··· EXERCISE INPUTS

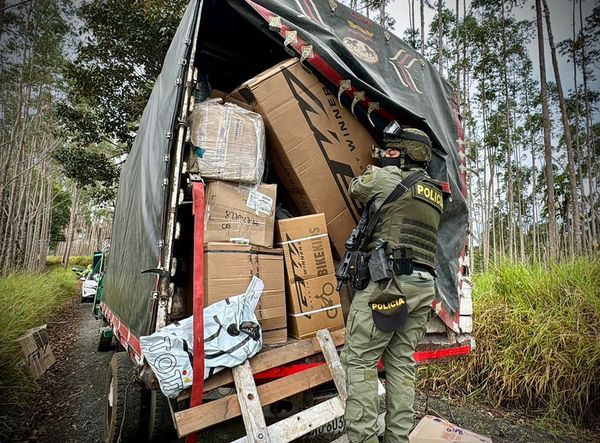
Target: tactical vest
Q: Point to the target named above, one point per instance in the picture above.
(413, 220)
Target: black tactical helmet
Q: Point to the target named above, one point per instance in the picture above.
(413, 142)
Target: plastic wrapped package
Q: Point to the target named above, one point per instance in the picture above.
(228, 142)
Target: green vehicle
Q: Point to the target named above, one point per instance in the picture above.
(94, 272)
(218, 46)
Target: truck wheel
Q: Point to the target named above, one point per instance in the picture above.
(123, 410)
(160, 423)
(105, 340)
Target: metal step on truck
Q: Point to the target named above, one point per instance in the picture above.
(324, 81)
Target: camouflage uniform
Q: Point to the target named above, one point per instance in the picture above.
(412, 220)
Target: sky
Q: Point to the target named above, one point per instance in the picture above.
(561, 12)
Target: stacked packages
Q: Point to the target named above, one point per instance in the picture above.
(316, 147)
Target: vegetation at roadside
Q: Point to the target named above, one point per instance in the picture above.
(27, 300)
(538, 349)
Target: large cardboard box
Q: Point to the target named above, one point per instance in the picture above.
(36, 350)
(240, 211)
(228, 141)
(433, 430)
(313, 301)
(315, 145)
(228, 269)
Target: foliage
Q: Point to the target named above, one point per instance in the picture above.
(31, 58)
(61, 209)
(537, 342)
(75, 261)
(26, 300)
(115, 67)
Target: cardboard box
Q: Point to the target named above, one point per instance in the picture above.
(315, 145)
(433, 429)
(313, 302)
(228, 269)
(228, 141)
(240, 211)
(36, 350)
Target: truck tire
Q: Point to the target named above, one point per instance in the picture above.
(160, 423)
(123, 409)
(105, 341)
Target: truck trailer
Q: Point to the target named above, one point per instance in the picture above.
(156, 273)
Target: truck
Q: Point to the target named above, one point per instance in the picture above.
(155, 263)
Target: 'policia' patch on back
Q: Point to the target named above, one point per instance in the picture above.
(429, 194)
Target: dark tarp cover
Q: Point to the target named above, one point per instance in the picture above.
(138, 224)
(348, 46)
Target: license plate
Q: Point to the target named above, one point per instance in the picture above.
(333, 427)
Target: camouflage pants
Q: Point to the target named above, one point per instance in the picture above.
(365, 345)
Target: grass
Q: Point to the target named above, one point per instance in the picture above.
(26, 300)
(538, 343)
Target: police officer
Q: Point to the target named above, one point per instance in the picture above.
(388, 318)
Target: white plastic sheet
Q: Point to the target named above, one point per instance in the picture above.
(231, 336)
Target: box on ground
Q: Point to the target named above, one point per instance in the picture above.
(315, 145)
(228, 141)
(36, 350)
(433, 429)
(313, 302)
(237, 211)
(228, 269)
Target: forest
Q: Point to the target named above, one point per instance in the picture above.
(74, 85)
(75, 76)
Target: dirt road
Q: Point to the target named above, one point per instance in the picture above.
(70, 404)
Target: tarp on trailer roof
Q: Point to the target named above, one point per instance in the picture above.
(140, 212)
(345, 46)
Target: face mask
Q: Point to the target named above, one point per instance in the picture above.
(389, 161)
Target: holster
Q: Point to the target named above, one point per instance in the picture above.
(402, 257)
(379, 266)
(359, 270)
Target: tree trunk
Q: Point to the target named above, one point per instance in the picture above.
(584, 238)
(576, 228)
(509, 152)
(422, 9)
(592, 177)
(440, 38)
(552, 233)
(71, 229)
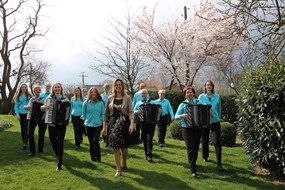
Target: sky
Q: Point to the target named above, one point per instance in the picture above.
(75, 26)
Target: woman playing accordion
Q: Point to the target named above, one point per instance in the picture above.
(57, 106)
(190, 133)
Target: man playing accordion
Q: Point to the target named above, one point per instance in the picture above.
(190, 133)
(148, 126)
(36, 117)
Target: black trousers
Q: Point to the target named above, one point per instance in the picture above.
(56, 136)
(192, 138)
(147, 137)
(162, 126)
(24, 128)
(77, 128)
(41, 135)
(94, 145)
(138, 125)
(216, 132)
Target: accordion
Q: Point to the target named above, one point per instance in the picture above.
(150, 113)
(58, 112)
(199, 115)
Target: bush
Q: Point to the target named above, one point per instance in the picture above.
(228, 135)
(261, 115)
(229, 108)
(175, 130)
(174, 96)
(4, 124)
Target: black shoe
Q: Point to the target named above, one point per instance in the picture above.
(58, 168)
(124, 168)
(220, 168)
(31, 154)
(149, 159)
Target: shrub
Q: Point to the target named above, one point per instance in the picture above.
(175, 130)
(4, 124)
(228, 135)
(261, 115)
(229, 108)
(174, 96)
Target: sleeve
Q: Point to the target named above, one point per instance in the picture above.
(102, 111)
(179, 112)
(71, 107)
(219, 108)
(16, 108)
(170, 110)
(130, 108)
(107, 111)
(84, 109)
(134, 100)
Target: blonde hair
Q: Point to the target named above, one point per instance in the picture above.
(61, 92)
(114, 93)
(37, 87)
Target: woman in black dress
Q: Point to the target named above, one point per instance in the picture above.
(119, 117)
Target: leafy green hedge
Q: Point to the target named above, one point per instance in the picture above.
(261, 106)
(228, 133)
(4, 124)
(229, 108)
(174, 96)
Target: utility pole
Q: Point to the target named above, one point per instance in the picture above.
(82, 76)
(185, 13)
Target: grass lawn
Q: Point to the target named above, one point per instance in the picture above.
(169, 169)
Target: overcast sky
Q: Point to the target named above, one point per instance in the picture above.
(75, 25)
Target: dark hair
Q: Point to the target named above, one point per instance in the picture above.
(98, 96)
(80, 94)
(19, 92)
(114, 93)
(188, 88)
(213, 86)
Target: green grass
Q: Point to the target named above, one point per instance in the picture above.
(169, 169)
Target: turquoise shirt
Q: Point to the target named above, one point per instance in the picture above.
(137, 106)
(44, 95)
(19, 105)
(182, 110)
(76, 107)
(93, 113)
(215, 102)
(105, 96)
(61, 98)
(138, 97)
(165, 106)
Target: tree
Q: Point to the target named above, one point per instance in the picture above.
(261, 22)
(121, 58)
(35, 73)
(183, 48)
(20, 26)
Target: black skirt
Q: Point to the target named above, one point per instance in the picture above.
(118, 135)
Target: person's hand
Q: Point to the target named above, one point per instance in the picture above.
(45, 107)
(104, 132)
(184, 116)
(27, 107)
(131, 129)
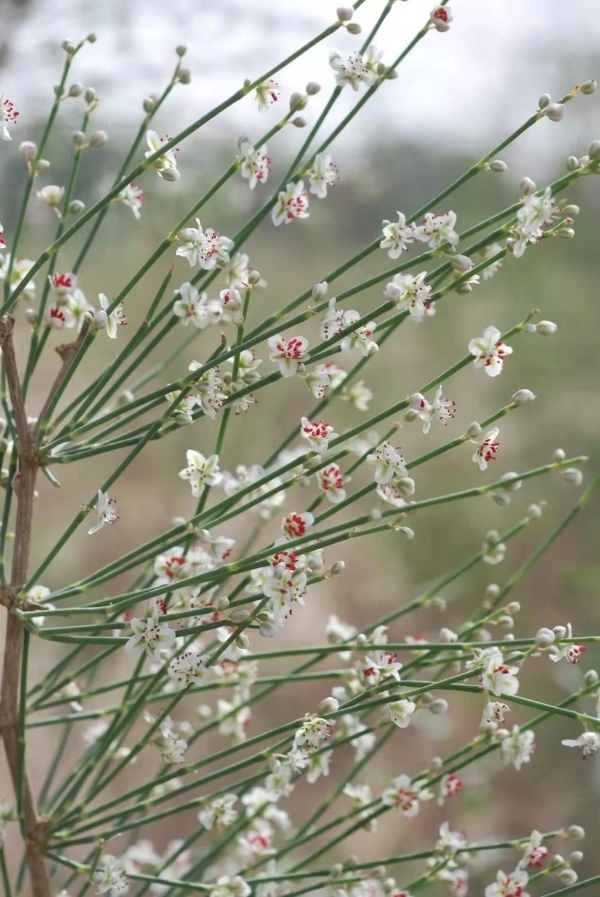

······

__SHORT PROBLEM__
Pull out every line of the material above that contains the string "accordion". Treat uppercase and lowercase letters as different.

__THE RESPONSE__
Target: woman playing accordion
Target: man playing accordion
Target: accordion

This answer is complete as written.